> **Excerpted text**
○ ○ ○

Kill Your Darlings is a wonderful new Australian literary journal.
I have a lead essay in the latest edition. Here’s an extract:
I first discovered the importance of the Israel/Palestine conflict in my early teens, in Melbourne. I remember sitting around the Sabbath table with my parents and cousins, discussing the events of the week as we consumed schnitzels, soggy vegetables and chicken soup. In an age before the internet, we relied on print and radio for information about the Middle East, and it all seemed terribly far away. During the Intifada in the late 1980s, where there was the first mass-organised Palestinian uprising against the Israeli occupation, many middle-class Israelis suddenly realised that their government’s actions would come at a high moral price.
My family would rail against Palestinian ”˜terrorism’, they abhorred then Palestinian leader Yasser Arafat. Israel was blameless, cast as the eternal victim of irrational Jew-hatred. But the racism against Arabs, and blindness to the validity of Palestinian resistance, struck me as sick, a hangover from a Nazi-at-the-door mentality. I complained and challenged these positions, but I was usually dismissed as young and ignorant.

○ ○ ○

> **Task instructions**
• a. Answer these questions on the Kill Your Darlings post:
(i) In which city did the writer first discover the importance of the Israel/Palestine conflict?
(ii) Which foods were eaten at the Sabbath table?
(iii) How was the writer usually dismissed after challenging the family's positions?
• b. Write out the passage of the Kill Your Darlings post that opens with the words containing "I have a lead" and closes with "high moral price.".
• c. Carry on the Kill Your Darlings post from its final sentence.

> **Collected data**
○ ○ ○

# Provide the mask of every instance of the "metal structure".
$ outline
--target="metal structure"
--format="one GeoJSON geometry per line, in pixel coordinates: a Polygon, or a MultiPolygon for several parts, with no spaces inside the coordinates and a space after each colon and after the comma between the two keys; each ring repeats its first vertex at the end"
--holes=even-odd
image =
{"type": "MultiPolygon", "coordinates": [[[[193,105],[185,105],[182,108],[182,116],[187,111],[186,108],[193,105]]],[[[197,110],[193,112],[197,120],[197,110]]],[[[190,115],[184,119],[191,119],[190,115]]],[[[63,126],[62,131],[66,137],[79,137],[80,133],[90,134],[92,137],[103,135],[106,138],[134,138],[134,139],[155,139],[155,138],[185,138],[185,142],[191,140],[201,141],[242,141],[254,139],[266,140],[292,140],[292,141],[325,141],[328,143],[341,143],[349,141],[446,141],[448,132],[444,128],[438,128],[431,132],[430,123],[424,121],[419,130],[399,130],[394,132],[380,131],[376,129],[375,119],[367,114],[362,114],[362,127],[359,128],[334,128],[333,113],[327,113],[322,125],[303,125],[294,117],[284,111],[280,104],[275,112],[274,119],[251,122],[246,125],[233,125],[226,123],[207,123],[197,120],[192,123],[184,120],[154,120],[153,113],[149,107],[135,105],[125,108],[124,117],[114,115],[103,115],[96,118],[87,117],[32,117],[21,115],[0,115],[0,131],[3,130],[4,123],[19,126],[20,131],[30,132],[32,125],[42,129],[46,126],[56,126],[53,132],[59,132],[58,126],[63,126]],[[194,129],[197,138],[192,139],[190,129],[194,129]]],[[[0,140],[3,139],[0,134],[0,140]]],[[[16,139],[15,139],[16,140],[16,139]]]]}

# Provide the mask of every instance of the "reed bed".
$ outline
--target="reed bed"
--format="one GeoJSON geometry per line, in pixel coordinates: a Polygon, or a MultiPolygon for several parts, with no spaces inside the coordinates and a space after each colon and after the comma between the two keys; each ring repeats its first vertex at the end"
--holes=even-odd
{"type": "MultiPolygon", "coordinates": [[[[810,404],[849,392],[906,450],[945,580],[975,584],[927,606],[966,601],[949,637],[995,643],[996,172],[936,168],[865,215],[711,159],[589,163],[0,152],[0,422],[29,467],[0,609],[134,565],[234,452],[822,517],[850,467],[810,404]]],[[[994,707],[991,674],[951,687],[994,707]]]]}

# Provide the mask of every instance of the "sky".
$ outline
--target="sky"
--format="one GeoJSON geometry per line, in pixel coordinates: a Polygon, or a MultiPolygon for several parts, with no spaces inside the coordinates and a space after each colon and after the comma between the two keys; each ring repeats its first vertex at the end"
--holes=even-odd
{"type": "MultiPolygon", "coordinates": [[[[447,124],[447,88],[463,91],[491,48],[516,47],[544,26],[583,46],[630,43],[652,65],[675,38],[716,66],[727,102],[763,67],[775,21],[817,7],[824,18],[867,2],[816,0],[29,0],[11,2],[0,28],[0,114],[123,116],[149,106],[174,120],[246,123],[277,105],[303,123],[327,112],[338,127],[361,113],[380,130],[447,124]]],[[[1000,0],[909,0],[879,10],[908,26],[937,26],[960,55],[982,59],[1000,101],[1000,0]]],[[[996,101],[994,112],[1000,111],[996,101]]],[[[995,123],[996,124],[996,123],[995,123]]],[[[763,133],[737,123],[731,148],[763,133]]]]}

○ ○ ○

> **Task responses**
• a.
(i) Melbourne
(ii) Schnitzels, soggy vegetables and chicken soup
(iii) As young and ignorant

• b.
I have a lead essay in the latest edition. Here’s an extract:
I first discovered the importance of the Israel/Palestine conflict in my early teens, in Melbourne. I remember sitting around the Sabbath table with my parents and cousins, discussing the events of the week as we consumed schnitzels, soggy vegetables and chicken soup. In an age before the internet, we relied on print and radio for information about the Middle East, and it all seemed terribly far away. During the Intifada in the late 1980s, where there was the first mass-organised Palestinian uprising against the Israeli occupation, many middle-class Israelis suddenly realised that their government’s actions would come at a high moral price.

• c.
More than fifteen years later, I wrote My Israel Question as a statement against predictable thinking on the Middle East. I was writing as an atheist Jew, and called for a Judaism that wasn’t infected with Zionist supremacy. I opposed the occupation, challenged the Zionist lobby’s bullying of politicians and journalists, and asked for open debate. In return, I received vitriol and hate-mail from an insecure Jewish community wedded to the idea of Israel as a homeland (even though most of them never wanted to live there, preferring a far more multicultural nation in Australia).
But times are changing. I’ve seen a growing willingness in the wider community to challenge Israeli actions and question the Australian government’s unequivocal support of the Jewish state. These kinds of views, unprecedented a few years ago in mainstream society, are principally due to Israel’s increased intransigence and criminality – a consensus that is growing, despite both the Labor and Liberal parties refusing to open their eyes to the new reality in Palestine. Not that you heard any of this during the federal election campaign. In fact, foreign policy was mostly absent from the debate.